▶ _Quoted text_
Things I like about this approach:-

  • This should fix Handle borrowed arguments #11 just as async_block works fine right now. I think this is HUGE.
  • I see you are using the ? operator in your body. Unless we do some serious macro voodoo in the async macro (which I doubt @alexcrichton would approve 😄), unless I'm missing another way of achieving this, we would have to implement std::ops::Try for futures and streams, which means Inferred await! #3 (comment) will become a thing as well (edit: after playing around with this idea, I realised that this is actually a technical argument for keeping await!(...)? because that way we won't have to implement Try for every type that implements Future or Stream otherwise we would have to move these traits into the compiler just to impl<F: Future> Try for F and impl<S: Stream> Try for S).

Things I don't like:-

  • I'm not a big fan of that "throwing functions" proposal. I like the way errors are currently handled in Rust. The only improvement I hope to see is [derive(Error)] in the std library.
  • Directly returning a type (String in this case) that is not actually an implementation of a Future like what the return type says will probably take getting used to and that will probably confuse new users quite a bit. I know we are simply returning Future::Item here but that's not how we write and read other Rust code.

▶ _What is expected_
Carry on the comment about Rust's async macro proposal after its last sentence.

▶ _Available data_
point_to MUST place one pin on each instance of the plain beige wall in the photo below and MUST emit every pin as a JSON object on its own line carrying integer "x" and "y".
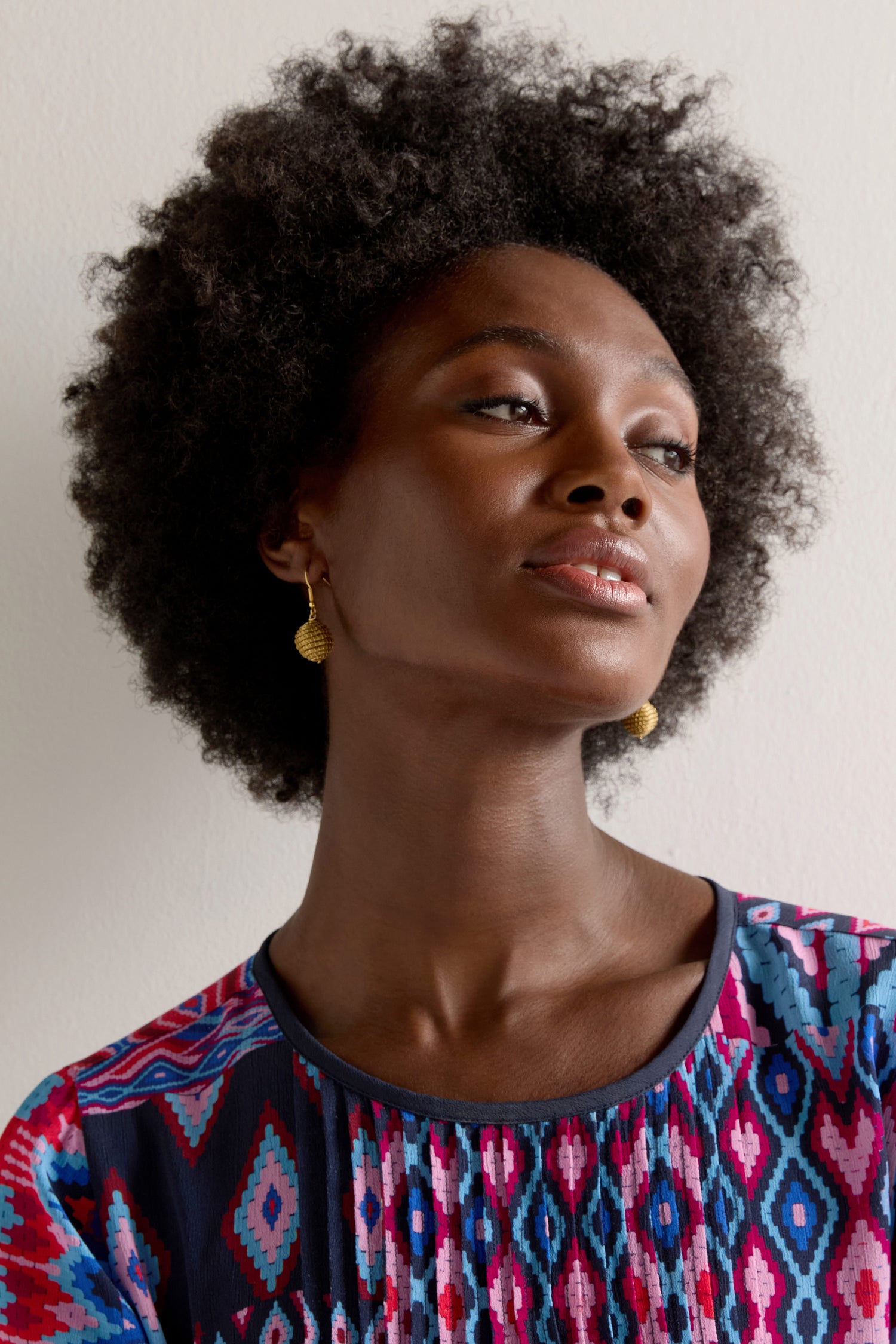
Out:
{"x": 133, "y": 874}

▶ _Task output_
Having said that, if we could fix those issues I highlighted in the things I like using Result as a return type then I will prefer the current approach. While it does have a slight drawback of having Result as a return type where as the final function would actually be a Future or a Stream, it's easy to map these return types mentally. For me the huge benefit is that it optimizes for writing code.

EDIT: I actually quite like the function signature. What I don't like is how the body is being implemented. I would prefer using futures::future::{ok, err} the way we use the std library's Ok and Err instead. That is

// Just putting this here so you can see where the Ok and Err in the body are coming
// from but this will be imported by the `async` macro so these won't interfere with
// your other code 
use futures::future::{ok as Ok, err as Err};

#[async]
fn fetch_rust_lang(client: hyper::Client) -> impl Future<Item=String, Error=io::Error> {
    let response = await!(client.get("https://www.rust-lang.org"))?;
    if !response.status().is_success() {
        return Err(io::Error::new(io::ErrorKind::Other, "request failed"))
    }
    let body = await!(response.body().concat())?;
    let string = String::from_utf8(body)?;
    Ok(string)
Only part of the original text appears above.